**** Supplied records ****

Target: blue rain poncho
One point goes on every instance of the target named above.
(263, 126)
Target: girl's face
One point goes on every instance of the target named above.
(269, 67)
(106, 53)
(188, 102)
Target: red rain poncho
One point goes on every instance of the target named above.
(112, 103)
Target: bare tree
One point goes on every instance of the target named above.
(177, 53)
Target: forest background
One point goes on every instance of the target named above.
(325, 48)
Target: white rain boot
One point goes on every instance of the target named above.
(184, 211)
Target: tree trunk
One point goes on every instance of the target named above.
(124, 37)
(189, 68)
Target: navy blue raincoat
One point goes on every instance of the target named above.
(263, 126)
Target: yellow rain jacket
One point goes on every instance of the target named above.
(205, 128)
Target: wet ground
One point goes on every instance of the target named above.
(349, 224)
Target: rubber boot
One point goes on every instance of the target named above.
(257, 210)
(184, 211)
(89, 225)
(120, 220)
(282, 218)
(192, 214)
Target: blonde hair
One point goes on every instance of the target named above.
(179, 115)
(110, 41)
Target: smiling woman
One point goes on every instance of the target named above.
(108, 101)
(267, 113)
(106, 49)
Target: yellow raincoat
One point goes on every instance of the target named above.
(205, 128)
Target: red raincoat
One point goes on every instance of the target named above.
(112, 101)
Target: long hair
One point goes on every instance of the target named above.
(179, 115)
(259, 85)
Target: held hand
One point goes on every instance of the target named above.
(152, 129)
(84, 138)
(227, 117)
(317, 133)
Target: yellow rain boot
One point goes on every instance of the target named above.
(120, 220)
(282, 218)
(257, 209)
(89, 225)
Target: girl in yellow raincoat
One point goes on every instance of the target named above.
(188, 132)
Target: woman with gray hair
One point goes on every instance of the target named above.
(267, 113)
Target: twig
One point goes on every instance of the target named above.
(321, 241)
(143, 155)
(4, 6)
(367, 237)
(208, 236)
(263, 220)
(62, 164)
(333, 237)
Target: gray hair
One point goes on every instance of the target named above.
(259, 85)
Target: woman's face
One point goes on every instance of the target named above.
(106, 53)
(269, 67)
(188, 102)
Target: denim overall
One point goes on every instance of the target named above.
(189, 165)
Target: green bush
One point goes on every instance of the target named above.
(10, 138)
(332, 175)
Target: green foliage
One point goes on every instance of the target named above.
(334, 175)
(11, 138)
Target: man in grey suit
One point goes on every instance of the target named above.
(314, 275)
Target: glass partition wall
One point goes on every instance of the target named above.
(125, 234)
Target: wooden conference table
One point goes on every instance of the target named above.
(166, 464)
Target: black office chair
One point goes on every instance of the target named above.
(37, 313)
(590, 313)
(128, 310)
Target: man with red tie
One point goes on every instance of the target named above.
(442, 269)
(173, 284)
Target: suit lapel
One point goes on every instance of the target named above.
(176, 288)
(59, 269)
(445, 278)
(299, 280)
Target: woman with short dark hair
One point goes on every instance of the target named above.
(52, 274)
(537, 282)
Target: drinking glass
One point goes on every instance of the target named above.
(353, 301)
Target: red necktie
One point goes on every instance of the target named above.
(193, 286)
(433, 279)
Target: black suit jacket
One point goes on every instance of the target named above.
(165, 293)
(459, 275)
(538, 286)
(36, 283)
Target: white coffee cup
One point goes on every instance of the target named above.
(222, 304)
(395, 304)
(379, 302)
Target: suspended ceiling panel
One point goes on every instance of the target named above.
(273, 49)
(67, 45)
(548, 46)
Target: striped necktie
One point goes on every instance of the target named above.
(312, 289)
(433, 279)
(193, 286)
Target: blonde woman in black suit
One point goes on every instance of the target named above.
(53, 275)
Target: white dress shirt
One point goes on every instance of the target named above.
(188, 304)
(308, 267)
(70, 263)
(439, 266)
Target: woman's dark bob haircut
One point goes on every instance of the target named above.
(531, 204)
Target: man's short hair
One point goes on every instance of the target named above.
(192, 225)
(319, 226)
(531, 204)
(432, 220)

****

#### Assigned task:
In the entries above, some lines hold the string "white". Copy each of them.

#### Task response:
Target: white rain boot
Target: white coffee cup
Target: white dress shirt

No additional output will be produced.